# [WHAT YOU NEED TO DO]
The answer must be a single number: how many lines in the entries hold the string "marker".

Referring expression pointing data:
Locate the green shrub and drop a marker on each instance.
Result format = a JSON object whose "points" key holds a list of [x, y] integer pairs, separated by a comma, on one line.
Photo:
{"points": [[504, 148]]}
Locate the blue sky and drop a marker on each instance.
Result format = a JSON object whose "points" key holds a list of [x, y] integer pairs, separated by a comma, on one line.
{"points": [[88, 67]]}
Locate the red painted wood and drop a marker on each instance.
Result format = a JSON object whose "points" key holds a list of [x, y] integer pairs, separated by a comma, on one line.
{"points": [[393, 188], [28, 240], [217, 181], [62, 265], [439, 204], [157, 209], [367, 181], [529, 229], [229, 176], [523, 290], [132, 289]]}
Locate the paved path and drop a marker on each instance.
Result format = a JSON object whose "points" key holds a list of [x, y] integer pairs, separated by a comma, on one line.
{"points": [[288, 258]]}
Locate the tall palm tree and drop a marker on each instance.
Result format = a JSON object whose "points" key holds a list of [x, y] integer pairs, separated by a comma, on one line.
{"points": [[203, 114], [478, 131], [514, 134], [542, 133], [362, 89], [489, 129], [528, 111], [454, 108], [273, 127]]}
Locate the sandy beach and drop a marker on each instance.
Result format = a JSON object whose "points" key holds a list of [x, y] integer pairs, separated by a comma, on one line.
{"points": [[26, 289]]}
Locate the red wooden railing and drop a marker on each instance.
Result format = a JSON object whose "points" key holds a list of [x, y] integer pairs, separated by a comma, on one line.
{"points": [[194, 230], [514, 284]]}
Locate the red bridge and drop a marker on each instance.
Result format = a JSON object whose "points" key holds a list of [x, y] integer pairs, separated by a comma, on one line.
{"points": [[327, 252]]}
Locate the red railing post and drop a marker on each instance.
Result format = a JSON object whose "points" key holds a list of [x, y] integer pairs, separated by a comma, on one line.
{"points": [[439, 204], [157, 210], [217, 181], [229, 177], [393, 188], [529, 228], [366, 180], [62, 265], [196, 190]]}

# [OUTPUT]
9